**GOAL OF THE EXERCISE**
Filter the listing below and copy each line that contains the word "dark". A match must agree in case.

**DATA PROVIDED**
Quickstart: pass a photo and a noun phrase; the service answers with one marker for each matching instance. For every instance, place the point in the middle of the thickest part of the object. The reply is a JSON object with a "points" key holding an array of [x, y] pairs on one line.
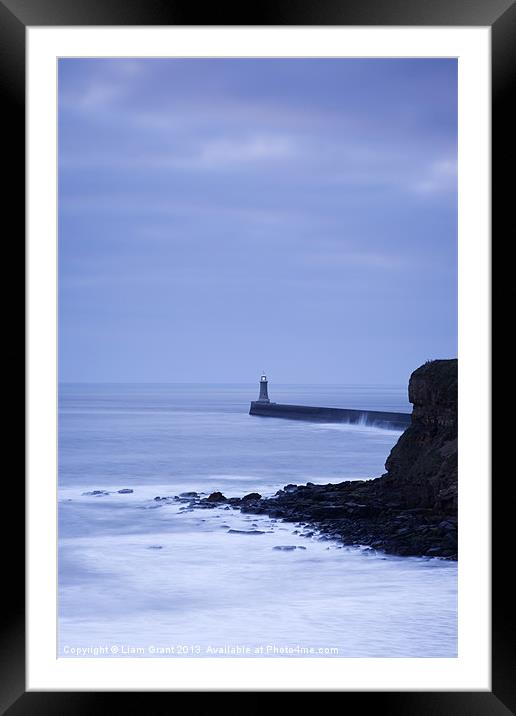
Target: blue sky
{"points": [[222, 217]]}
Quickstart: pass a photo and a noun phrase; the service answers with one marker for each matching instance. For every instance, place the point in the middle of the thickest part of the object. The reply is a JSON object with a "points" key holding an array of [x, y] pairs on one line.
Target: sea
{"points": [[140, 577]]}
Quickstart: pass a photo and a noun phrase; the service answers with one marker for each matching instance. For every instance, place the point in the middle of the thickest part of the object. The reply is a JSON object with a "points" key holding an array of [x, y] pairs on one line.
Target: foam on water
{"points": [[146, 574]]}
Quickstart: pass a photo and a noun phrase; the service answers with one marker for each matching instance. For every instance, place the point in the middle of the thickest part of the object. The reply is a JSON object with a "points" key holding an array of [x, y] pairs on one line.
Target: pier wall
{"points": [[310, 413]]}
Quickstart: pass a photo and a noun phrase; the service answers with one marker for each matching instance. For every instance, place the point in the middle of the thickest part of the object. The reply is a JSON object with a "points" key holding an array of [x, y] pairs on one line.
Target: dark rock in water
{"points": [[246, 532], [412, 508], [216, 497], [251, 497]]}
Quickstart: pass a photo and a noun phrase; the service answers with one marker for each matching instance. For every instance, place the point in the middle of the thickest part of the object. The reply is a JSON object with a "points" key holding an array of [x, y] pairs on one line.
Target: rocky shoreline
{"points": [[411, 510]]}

---

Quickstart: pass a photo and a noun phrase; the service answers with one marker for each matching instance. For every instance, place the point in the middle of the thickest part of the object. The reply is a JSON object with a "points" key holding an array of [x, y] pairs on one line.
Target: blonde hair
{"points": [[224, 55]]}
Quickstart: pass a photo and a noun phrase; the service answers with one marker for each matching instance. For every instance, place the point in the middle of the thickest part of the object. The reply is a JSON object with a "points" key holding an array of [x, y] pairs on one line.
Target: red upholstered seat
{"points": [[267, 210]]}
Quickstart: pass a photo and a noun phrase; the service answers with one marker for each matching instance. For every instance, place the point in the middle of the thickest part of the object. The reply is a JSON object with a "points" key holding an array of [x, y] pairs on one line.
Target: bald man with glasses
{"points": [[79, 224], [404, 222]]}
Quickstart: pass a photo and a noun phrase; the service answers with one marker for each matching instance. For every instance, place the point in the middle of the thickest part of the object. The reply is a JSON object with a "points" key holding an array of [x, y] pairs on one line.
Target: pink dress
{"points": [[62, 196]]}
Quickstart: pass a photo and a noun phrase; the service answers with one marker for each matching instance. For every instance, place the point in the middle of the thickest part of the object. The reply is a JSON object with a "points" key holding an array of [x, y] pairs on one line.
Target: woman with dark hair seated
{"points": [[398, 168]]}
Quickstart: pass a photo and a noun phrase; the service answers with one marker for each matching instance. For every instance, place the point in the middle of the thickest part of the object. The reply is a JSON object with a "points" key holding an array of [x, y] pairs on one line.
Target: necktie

==

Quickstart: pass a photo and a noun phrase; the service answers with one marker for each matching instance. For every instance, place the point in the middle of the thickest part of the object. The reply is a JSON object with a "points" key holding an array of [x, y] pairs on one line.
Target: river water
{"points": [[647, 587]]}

**THE REPLY**
Target: dark rock in water
Target: woman with dark hair seated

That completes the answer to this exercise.